What to do
Please output the records below word for word and omit the pictures.

Image point grounding data

=== Section Start ===

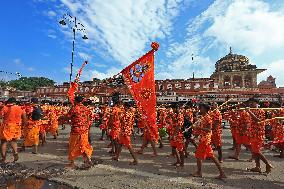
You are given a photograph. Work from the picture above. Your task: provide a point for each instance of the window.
(178, 86)
(187, 86)
(161, 87)
(196, 86)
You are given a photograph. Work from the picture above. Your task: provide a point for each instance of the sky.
(33, 43)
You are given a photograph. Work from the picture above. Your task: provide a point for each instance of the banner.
(139, 77)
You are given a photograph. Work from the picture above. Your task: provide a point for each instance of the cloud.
(51, 14)
(249, 25)
(84, 56)
(124, 28)
(253, 28)
(88, 74)
(52, 36)
(18, 61)
(31, 69)
(275, 69)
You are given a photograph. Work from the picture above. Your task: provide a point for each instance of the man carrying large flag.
(139, 77)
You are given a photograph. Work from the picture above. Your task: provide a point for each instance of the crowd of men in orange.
(200, 125)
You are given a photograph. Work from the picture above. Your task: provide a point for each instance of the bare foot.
(133, 163)
(181, 165)
(139, 152)
(196, 174)
(16, 157)
(233, 157)
(3, 160)
(154, 155)
(268, 169)
(255, 169)
(111, 152)
(279, 156)
(186, 155)
(221, 176)
(249, 160)
(70, 166)
(176, 164)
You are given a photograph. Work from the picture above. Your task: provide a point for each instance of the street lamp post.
(75, 26)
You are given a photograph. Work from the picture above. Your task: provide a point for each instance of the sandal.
(255, 169)
(16, 157)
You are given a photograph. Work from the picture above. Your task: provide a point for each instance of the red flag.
(74, 85)
(139, 77)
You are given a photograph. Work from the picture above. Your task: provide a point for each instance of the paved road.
(152, 172)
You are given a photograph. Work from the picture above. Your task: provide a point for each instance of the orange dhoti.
(217, 138)
(10, 131)
(125, 140)
(178, 143)
(242, 139)
(203, 151)
(31, 133)
(79, 145)
(256, 145)
(53, 128)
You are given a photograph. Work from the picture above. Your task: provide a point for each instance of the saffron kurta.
(12, 120)
(78, 140)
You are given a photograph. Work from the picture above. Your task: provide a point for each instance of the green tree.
(30, 83)
(3, 83)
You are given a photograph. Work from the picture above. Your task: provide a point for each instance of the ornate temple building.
(235, 72)
(234, 77)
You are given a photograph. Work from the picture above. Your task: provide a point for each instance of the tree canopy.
(30, 83)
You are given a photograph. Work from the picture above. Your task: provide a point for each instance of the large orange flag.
(139, 77)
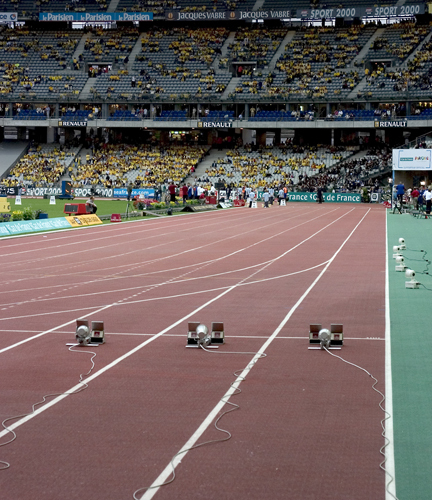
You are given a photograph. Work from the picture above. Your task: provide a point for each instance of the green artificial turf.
(411, 347)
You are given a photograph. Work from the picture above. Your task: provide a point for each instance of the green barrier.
(30, 226)
(328, 197)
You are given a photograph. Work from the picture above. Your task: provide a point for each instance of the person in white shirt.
(428, 197)
(251, 198)
(271, 195)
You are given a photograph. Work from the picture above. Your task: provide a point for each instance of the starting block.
(192, 333)
(336, 336)
(98, 332)
(115, 218)
(217, 335)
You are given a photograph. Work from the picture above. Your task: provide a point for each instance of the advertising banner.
(327, 197)
(83, 220)
(222, 124)
(122, 193)
(31, 226)
(372, 11)
(73, 123)
(412, 159)
(391, 123)
(95, 17)
(228, 15)
(267, 14)
(8, 17)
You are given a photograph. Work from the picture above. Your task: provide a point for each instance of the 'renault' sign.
(73, 123)
(391, 123)
(222, 124)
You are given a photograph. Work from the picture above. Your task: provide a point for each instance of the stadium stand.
(260, 77)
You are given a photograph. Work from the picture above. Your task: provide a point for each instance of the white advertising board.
(412, 159)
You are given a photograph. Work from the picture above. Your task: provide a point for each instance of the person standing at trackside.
(271, 195)
(280, 195)
(171, 190)
(415, 193)
(184, 193)
(400, 191)
(266, 198)
(428, 198)
(420, 201)
(91, 207)
(129, 190)
(251, 197)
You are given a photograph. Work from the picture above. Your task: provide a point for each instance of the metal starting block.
(217, 335)
(316, 337)
(97, 332)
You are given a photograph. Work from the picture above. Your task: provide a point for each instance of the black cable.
(423, 259)
(234, 406)
(6, 465)
(387, 416)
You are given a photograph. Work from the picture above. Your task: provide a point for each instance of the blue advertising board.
(31, 226)
(329, 197)
(122, 193)
(98, 17)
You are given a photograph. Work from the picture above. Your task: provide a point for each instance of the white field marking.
(122, 302)
(156, 336)
(50, 330)
(128, 267)
(134, 266)
(176, 281)
(127, 334)
(153, 489)
(165, 297)
(122, 235)
(390, 489)
(139, 237)
(113, 228)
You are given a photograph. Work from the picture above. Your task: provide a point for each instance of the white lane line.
(174, 229)
(390, 489)
(234, 386)
(129, 267)
(131, 334)
(50, 330)
(140, 346)
(117, 303)
(182, 281)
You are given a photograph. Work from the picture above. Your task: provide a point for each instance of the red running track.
(308, 426)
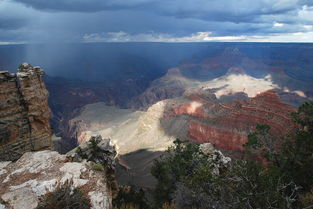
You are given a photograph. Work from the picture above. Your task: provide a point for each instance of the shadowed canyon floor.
(219, 100)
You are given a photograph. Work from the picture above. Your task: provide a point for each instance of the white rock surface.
(35, 174)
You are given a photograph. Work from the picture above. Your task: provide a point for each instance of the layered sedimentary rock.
(227, 125)
(24, 112)
(226, 75)
(35, 175)
(141, 136)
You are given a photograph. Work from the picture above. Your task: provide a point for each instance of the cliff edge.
(24, 112)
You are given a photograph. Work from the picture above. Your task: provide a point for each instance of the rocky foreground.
(24, 112)
(26, 182)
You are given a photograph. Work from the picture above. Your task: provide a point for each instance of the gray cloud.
(139, 20)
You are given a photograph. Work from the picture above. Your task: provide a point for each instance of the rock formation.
(226, 75)
(27, 181)
(227, 125)
(24, 112)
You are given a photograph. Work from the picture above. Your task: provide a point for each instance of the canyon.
(219, 100)
(24, 114)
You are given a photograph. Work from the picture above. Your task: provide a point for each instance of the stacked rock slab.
(24, 112)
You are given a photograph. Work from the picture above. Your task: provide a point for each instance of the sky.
(49, 21)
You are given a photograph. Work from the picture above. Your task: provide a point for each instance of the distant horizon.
(152, 42)
(31, 21)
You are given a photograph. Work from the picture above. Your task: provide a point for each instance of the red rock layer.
(227, 125)
(24, 113)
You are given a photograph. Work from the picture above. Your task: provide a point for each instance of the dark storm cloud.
(145, 20)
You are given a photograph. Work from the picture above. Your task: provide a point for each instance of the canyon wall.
(24, 112)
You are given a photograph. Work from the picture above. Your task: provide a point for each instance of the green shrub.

=== Section End ===

Expected answer
You are given a photograph. Work from the picture above. Your task: provide a point for each instance of the window.
(178, 86)
(187, 86)
(161, 87)
(196, 86)
You are given a photograph. Work from the picture above. Your task: provide a point for each instance of the sky.
(33, 43)
You are given a photograph. Work from the picture above. Your task: provide a point for each instance of the banner.
(139, 77)
You are given a photograph. Work from the picture above. Your task: provide a point for each instance of the cloud.
(51, 14)
(249, 25)
(84, 56)
(124, 28)
(253, 28)
(88, 74)
(52, 36)
(18, 61)
(31, 69)
(275, 69)
You are given a photograph. Work from the picture above. Your task: provide a point for each instance of the man carrying large flag.
(139, 77)
You are given a photograph. Work from the picture above. Your task: provide a point for each instance of the crowd of men in orange.
(200, 125)
You are given a photograph. Work from the picture above. Your task: provide a point for each instance of the bare foot.
(133, 163)
(181, 165)
(139, 152)
(196, 174)
(16, 157)
(233, 157)
(3, 160)
(154, 155)
(268, 169)
(255, 169)
(111, 152)
(279, 156)
(186, 155)
(221, 176)
(249, 160)
(70, 166)
(176, 164)
You are given a photograph. Work from the picture above. Your task: provide a point for each instance of the street lamp post.
(75, 26)
You are given a photograph. Work from the picture above. Your task: provide a point for each instance of the sandal.
(255, 169)
(16, 157)
You are given a photograph. Work from the picture above. Your task: provide a point for each instance of the red flag.
(74, 85)
(139, 77)
You are given a photograph. Work from the picture above. Your task: provide a point for each instance of the paved road.
(152, 172)
You are given a photograph. Work from the picture above. Your task: provide a point for each instance of the orange dhoti.
(217, 138)
(10, 131)
(125, 140)
(178, 143)
(242, 139)
(203, 151)
(31, 133)
(79, 145)
(256, 145)
(53, 128)
You are given a photograph. Work from the picture above. Your task: provide a point for each instance of the saffron kurta.
(12, 120)
(78, 140)
You are given a photograph. Work from the picture above. Your task: provide a point for each instance of the green tree.
(30, 83)
(3, 83)
You are given a photograph. Work from the picture above. Your task: provide a point for each instance of the ornate temple building.
(235, 72)
(234, 77)
You are given a photograph. Work from the picture above. Your task: provide a point for each instance of the tree canopy.
(30, 83)
You are given a photograph. Work from the picture above. Your task: provide a point for each instance of the large orange flag.
(139, 77)
You are given a photograph. Work from the picture above. Your task: provide a point for each instance of the green artificial turf.
(411, 347)
You are given a photograph. Work from the picture above. Your task: provide a point for each instance of the green barrier.
(30, 226)
(328, 197)
You are given a photograph. Work from the picture above. Your task: provide a point for each instance of the person in white shirt.
(428, 197)
(251, 198)
(271, 195)
You are given a photograph. Work from the picture above. Your task: provide a point for each instance of the starting block.
(192, 333)
(336, 336)
(98, 332)
(115, 218)
(217, 335)
You are given a photograph. Work from the picture above. Your task: provide a point for each instance of the advertising banner.
(327, 197)
(83, 220)
(222, 124)
(122, 193)
(31, 226)
(372, 11)
(73, 123)
(412, 159)
(391, 123)
(95, 17)
(228, 15)
(267, 14)
(8, 17)
You are given a photograph. Work from the picture above. Your task: provide a point for each instance of the 'renault' sign.
(73, 123)
(391, 123)
(222, 124)
You are given a photograph. Work from the picture above. Your task: provide a point for each instance of the stadium stand.
(260, 77)
You are given a photograph. Work from the picture above. Your task: provide a point for each instance of the white advertising board.
(412, 159)
You are given a photograph. Work from the picture above. Your task: provide a point for each instance of the person standing at trackside.
(271, 195)
(280, 195)
(171, 190)
(415, 193)
(184, 193)
(400, 191)
(266, 198)
(428, 198)
(420, 201)
(91, 207)
(129, 190)
(251, 197)
You are given a photograph. Work from the picture above. Your task: provide a point for each instance of the metal starting block.
(217, 335)
(316, 337)
(97, 332)
You are given a photograph. Work from the picture above. Your task: provide a point for each instance of the black cable.
(423, 259)
(234, 406)
(6, 465)
(387, 416)
You are given a photograph. Work from the picture above. Your task: provide a point for each instance of the blue advertising board.
(31, 226)
(329, 197)
(122, 193)
(98, 17)
You are given a photograph. Work from the picture above. Your task: provide a point for each instance of the white field marking.
(122, 302)
(156, 336)
(50, 330)
(128, 267)
(134, 266)
(176, 281)
(127, 334)
(153, 489)
(165, 297)
(122, 235)
(390, 489)
(139, 237)
(113, 228)
You are given a photograph. Work from the picture above. Your task: provide a point for each instance of the white lane line.
(174, 229)
(390, 489)
(234, 386)
(129, 267)
(131, 334)
(50, 330)
(140, 346)
(117, 303)
(182, 281)
You are given a photograph. Work from the picture above. Your task: provide a point for each instance of the red running track.
(308, 426)
You are given a photograph. Work from the picture above. Your task: provide a point for each instance of the shadowed canyon floor.
(219, 100)
You are given a photograph. Work from the picture above. Your task: provide a point for each instance of the white rock surface.
(35, 174)
You are given a photograph. Work from the picture above. Your task: provide a point for each instance of the layered sedimentary rock.
(227, 125)
(24, 112)
(226, 75)
(35, 175)
(141, 136)
You are given a photograph. Work from the picture above. Your task: provide a point for each instance of the cliff edge.
(24, 112)
You are given a photograph. Work from the picture above. Your task: provide a point for each instance of the rocky foreground.
(24, 112)
(26, 182)
You are given a photograph. Work from the picture above. Your task: provide a point for each instance of the gray cloud.
(139, 20)
You are given a photograph. Work from the picture above. Your task: provide a point for each instance of the rock formation.
(226, 75)
(27, 181)
(227, 125)
(24, 112)
You are given a photograph. Work from the picture above. Your task: provide a point for each instance of the canyon.
(219, 100)
(24, 114)
You are given a photograph. Work from the picture above. Your task: provide a point for each instance of the stacked rock slab.
(24, 112)
You are given a photograph. Work from the picture above. Your task: provide a point for each instance of the sky.
(49, 21)
You are given a photograph. Work from the picture above. Your task: provide a point for each instance of the distant horizon.
(152, 42)
(31, 21)
You are given a photograph. Work from the picture above. Your task: provide a point for each instance of the red rock layer.
(227, 125)
(24, 113)
You are given a photograph. Work from the picture above. Your task: provide a point for each instance of the dark storm cloud.
(145, 20)
You are given a photograph. Work from the picture above. Your task: provide a point for each instance of the canyon wall.
(24, 112)
You are given a photograph. Work from the picture above. Your task: provide a point for each instance of the green shrub.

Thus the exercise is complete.